REQUEST:
Repeat each record below exactly as given.

>> START

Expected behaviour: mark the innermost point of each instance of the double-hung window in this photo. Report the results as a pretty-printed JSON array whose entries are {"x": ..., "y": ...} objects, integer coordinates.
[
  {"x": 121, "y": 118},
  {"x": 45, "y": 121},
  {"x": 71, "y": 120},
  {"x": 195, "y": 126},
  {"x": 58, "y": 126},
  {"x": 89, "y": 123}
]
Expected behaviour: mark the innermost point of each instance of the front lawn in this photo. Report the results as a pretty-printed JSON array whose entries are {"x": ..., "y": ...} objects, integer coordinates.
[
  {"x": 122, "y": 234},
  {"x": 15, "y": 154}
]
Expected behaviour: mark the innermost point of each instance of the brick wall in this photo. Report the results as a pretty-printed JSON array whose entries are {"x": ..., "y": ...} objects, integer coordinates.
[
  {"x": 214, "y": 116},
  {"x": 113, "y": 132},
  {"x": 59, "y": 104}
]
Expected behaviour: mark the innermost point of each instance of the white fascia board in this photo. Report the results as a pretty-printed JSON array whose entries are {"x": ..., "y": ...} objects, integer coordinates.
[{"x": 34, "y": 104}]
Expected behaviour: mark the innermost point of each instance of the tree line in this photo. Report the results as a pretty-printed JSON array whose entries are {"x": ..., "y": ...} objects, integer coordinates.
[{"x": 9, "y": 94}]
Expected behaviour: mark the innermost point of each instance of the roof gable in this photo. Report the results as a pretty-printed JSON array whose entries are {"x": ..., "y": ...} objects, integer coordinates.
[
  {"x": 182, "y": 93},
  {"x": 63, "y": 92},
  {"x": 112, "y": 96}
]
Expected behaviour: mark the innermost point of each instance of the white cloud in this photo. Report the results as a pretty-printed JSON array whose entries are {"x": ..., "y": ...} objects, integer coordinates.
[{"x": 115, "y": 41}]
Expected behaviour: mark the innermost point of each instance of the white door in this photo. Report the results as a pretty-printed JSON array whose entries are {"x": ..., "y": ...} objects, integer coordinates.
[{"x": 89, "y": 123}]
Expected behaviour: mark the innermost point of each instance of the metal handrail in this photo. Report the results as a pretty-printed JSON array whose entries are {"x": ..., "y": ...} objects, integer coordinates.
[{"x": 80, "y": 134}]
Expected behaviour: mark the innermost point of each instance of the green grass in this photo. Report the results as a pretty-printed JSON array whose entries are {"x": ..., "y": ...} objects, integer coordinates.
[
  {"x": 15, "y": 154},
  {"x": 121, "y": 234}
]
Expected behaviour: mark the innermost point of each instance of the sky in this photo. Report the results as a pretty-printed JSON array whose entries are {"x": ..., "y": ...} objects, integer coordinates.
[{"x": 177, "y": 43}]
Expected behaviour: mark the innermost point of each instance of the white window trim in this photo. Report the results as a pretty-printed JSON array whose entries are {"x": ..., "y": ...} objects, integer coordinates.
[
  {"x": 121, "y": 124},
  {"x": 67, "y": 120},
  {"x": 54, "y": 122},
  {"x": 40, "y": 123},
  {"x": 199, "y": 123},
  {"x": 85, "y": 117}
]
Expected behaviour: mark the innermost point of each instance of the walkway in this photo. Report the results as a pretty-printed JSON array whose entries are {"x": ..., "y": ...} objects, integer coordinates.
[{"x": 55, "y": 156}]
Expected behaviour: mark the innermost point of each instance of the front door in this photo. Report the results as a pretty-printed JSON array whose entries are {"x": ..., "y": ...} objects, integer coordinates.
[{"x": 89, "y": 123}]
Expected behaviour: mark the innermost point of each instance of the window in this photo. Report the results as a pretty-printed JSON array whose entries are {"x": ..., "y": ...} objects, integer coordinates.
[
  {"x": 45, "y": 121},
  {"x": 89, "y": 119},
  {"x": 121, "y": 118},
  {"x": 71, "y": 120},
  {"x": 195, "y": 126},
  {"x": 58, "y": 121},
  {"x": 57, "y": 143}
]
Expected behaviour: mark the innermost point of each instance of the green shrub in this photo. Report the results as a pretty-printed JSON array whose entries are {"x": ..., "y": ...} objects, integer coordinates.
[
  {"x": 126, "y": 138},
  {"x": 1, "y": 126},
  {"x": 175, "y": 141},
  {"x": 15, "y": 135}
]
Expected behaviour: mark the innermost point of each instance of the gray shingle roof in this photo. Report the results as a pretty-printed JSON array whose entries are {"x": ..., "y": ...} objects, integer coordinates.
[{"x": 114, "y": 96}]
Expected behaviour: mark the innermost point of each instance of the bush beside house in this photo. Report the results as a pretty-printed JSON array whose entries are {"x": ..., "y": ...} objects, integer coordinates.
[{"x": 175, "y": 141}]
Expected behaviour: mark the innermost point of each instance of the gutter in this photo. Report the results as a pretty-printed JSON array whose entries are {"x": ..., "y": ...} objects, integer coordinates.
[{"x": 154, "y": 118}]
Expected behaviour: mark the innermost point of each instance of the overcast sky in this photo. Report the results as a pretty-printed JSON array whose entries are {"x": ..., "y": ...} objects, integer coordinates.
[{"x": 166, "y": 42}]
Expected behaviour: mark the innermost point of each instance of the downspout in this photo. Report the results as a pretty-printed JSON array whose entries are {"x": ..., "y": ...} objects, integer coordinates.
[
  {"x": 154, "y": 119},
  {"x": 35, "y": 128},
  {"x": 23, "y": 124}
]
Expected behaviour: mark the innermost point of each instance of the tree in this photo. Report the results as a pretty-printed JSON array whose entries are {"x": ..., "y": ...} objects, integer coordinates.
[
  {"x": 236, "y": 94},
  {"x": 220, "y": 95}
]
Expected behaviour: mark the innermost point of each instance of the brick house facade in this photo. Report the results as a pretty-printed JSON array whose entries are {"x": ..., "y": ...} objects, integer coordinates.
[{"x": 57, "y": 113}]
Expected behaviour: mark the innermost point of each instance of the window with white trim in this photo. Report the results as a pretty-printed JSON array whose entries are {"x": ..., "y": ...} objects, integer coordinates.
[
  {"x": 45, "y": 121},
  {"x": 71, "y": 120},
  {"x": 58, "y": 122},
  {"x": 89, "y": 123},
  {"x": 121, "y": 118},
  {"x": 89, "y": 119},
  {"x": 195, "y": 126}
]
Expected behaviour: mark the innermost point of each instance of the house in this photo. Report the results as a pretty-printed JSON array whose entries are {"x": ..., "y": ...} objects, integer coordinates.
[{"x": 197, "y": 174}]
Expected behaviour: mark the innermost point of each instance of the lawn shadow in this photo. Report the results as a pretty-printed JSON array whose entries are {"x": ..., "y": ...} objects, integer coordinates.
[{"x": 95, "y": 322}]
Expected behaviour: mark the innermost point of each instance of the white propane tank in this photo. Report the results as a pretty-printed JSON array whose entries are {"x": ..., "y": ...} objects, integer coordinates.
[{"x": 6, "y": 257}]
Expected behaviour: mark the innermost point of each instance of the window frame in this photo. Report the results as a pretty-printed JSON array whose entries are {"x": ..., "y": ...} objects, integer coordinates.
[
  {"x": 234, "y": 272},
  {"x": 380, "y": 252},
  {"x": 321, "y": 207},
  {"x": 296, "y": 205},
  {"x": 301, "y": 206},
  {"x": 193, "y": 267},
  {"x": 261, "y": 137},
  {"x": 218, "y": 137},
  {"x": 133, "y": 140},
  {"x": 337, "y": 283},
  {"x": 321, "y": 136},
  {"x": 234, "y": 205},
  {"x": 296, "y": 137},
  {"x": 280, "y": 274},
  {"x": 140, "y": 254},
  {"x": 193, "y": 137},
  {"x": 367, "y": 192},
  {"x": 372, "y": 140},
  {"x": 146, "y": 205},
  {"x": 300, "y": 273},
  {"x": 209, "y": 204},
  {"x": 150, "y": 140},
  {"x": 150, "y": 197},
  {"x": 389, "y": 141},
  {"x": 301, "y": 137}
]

>> END

THE OUTPUT:
Expected behaviour: mark the innermost point of each instance of the double-hung window in this photo. Report the results as a pretty-printed JSON array whose entries are {"x": ..., "y": ...} objects, integer coordinates.
[
  {"x": 121, "y": 118},
  {"x": 45, "y": 121},
  {"x": 71, "y": 120},
  {"x": 195, "y": 126},
  {"x": 58, "y": 126},
  {"x": 89, "y": 123}
]
Expected behaviour: mark the innermost point of each instance of the front lawn in this photo. Report the results as a pretty-printed JSON array whose entries are {"x": ..., "y": ...} objects, integer coordinates.
[
  {"x": 122, "y": 234},
  {"x": 15, "y": 154}
]
Expected behaviour: mark the innermost point of each instance of the brick wall in this photo. Report the results as a pretty-printed JSON array whose entries are {"x": ..., "y": ...} objects, integer coordinates.
[
  {"x": 214, "y": 116},
  {"x": 113, "y": 132},
  {"x": 59, "y": 104}
]
Expected behaviour: mark the innermost point of each instance of the white fascia board in this photo. Report the results as a pretty-printed JSON array whose entries are {"x": ..., "y": ...} objects, integer coordinates.
[{"x": 34, "y": 104}]
Expected behaviour: mark the innermost point of each instance of the tree line in this photo. Report the results as a pretty-printed JSON array whose entries are {"x": ..., "y": ...} objects, integer coordinates.
[{"x": 9, "y": 94}]
Expected behaviour: mark the innermost point of each instance of the roof gable in this photo. Report the results as a pretty-printed JSON array whose entries are {"x": ..., "y": ...} objects, integer coordinates.
[
  {"x": 182, "y": 93},
  {"x": 63, "y": 92},
  {"x": 112, "y": 96}
]
Expected behaviour: mark the innermost point of each instance of the white cloud in this photo. Report the results as a pretty-printed JSON array whose entries are {"x": ..., "y": ...} objects, integer coordinates.
[{"x": 115, "y": 41}]
Expected behaviour: mark the innermost point of each instance of the white door in this photo. Report the results as a pretty-printed JSON array whose entries are {"x": ..., "y": ...} objects, integer coordinates.
[{"x": 89, "y": 123}]
Expected behaviour: mark the innermost point of each instance of the metal handrail in this photo. Report the results as a pretty-printed JSON array whose entries are {"x": ..., "y": ...} objects, integer coordinates.
[{"x": 80, "y": 134}]
Expected behaviour: mark the innermost point of each instance of the green grass in this photo. Report the results as a pretty-printed JSON array whose entries are {"x": ..., "y": ...} objects, integer coordinates.
[
  {"x": 15, "y": 154},
  {"x": 121, "y": 234}
]
Expected behaviour: mark the innermost point of each instance of the sky in this photo. Report the results as a pretty-printed JSON array whose entries are {"x": ..., "y": ...} objects, integer coordinates.
[{"x": 177, "y": 43}]
Expected behaviour: mark the innermost point of each instance of the white window trim in this photo. Report the results as a pretty-printed JSON array whose entries are {"x": ..., "y": ...} objects, integer coordinates.
[
  {"x": 121, "y": 124},
  {"x": 67, "y": 120},
  {"x": 54, "y": 122},
  {"x": 40, "y": 123},
  {"x": 199, "y": 123},
  {"x": 85, "y": 117}
]
Expected behaviour: mark the innermost point of each instance of the walkway in this photo. Report the results as a pretty-printed JSON array whose entries are {"x": ..., "y": ...} objects, integer coordinates.
[{"x": 55, "y": 156}]
Expected behaviour: mark the innermost point of each instance of the front door in this photo. Report the results as a pretty-printed JSON array whose entries are {"x": ..., "y": ...} objects, integer coordinates.
[{"x": 89, "y": 123}]
Expected behaviour: mark the innermost point of each instance of the window in this photo. Report the results as a pretty-printed JSON array whose entries are {"x": ..., "y": ...} objects, integer coordinates.
[
  {"x": 45, "y": 121},
  {"x": 89, "y": 119},
  {"x": 121, "y": 118},
  {"x": 71, "y": 120},
  {"x": 195, "y": 126},
  {"x": 58, "y": 121},
  {"x": 57, "y": 143}
]
Expected behaviour: mark the innermost point of each instance of the green shrub in this photo. Report the results as a pretty-printed JSON array whose entries are {"x": ..., "y": ...} objects, integer coordinates.
[
  {"x": 126, "y": 138},
  {"x": 1, "y": 126},
  {"x": 175, "y": 141},
  {"x": 15, "y": 135}
]
Expected behaviour: mark the innermost point of each instance of the gray shingle roof in this photo. Report the results as a pretty-printed JSON array whose entries are {"x": ..., "y": ...} objects, integer coordinates.
[{"x": 114, "y": 96}]
Expected behaviour: mark the innermost point of each instance of the bush beside house in this photo. Report the results as a pretty-printed JSON array whose entries are {"x": ..., "y": ...} objects, integer coordinates.
[{"x": 175, "y": 141}]
Expected behaviour: mark the innermost point of each instance of the gutter in this photo. Report the results as a pretty-printed JSON array whose entries are {"x": ..., "y": ...} objects, integer coordinates.
[{"x": 154, "y": 118}]
Expected behaviour: mark the innermost point of each instance of the overcast sky in this photo. Report the results as a pretty-printed JSON array whose entries are {"x": ..., "y": ...} objects, integer coordinates.
[{"x": 166, "y": 42}]
Expected behaviour: mark the innermost point of each instance of the downspout in this photo. Report the results as a pretty-printed JSON array whose entries are {"x": ..., "y": ...} objects, integer coordinates.
[
  {"x": 154, "y": 119},
  {"x": 35, "y": 128},
  {"x": 23, "y": 124}
]
Expected behaviour: mark the innermost point of each instance of the tree in this photo. Report the results as a pretty-printed JSON array whose entries are {"x": ..., "y": ...} objects, integer coordinates.
[
  {"x": 236, "y": 94},
  {"x": 220, "y": 95}
]
Expected behaviour: mark the innermost point of each instance of the brick house facade in this photo. Report the results as a pretty-printed JSON array whose entries are {"x": ..., "y": ...} objects, integer coordinates.
[{"x": 57, "y": 113}]
Expected behaviour: mark the innermost point of each instance of the window with white trim in this photo. Report the results as a pretty-printed JSON array whose entries are {"x": ..., "y": ...} objects, integer coordinates.
[
  {"x": 45, "y": 121},
  {"x": 71, "y": 120},
  {"x": 58, "y": 122},
  {"x": 89, "y": 123},
  {"x": 121, "y": 118},
  {"x": 89, "y": 119},
  {"x": 195, "y": 126}
]
Expected behaviour: mark the innermost point of each instance of the house in this photo. Report the results as a pretty-printed JSON array whose entries are {"x": ..., "y": ...} objects, integer coordinates.
[{"x": 197, "y": 174}]
Expected behaviour: mark the innermost point of each instance of the lawn shadow in this photo. Report the results as a pretty-printed JSON array whose entries are {"x": ..., "y": ...} objects, integer coordinates.
[{"x": 95, "y": 322}]
Expected behaviour: mark the innermost point of each instance of the white propane tank in this photo. Report the results as a pretty-printed JSON array whose entries are {"x": ..., "y": ...} objects, integer coordinates.
[{"x": 6, "y": 257}]
Expected behaviour: mark the innermost point of each instance of the window frame in this photo. Report the results as a pretty-printed JSON array whose entries are {"x": ..., "y": ...} objects, integer coordinates.
[
  {"x": 234, "y": 272},
  {"x": 380, "y": 252},
  {"x": 321, "y": 207},
  {"x": 296, "y": 205},
  {"x": 301, "y": 206},
  {"x": 193, "y": 267},
  {"x": 261, "y": 137},
  {"x": 218, "y": 137},
  {"x": 133, "y": 140},
  {"x": 337, "y": 283},
  {"x": 321, "y": 136},
  {"x": 234, "y": 205},
  {"x": 296, "y": 137},
  {"x": 280, "y": 274},
  {"x": 140, "y": 254},
  {"x": 193, "y": 137},
  {"x": 367, "y": 192},
  {"x": 372, "y": 140},
  {"x": 146, "y": 205},
  {"x": 300, "y": 273},
  {"x": 209, "y": 204},
  {"x": 150, "y": 140},
  {"x": 150, "y": 197},
  {"x": 389, "y": 141},
  {"x": 301, "y": 137}
]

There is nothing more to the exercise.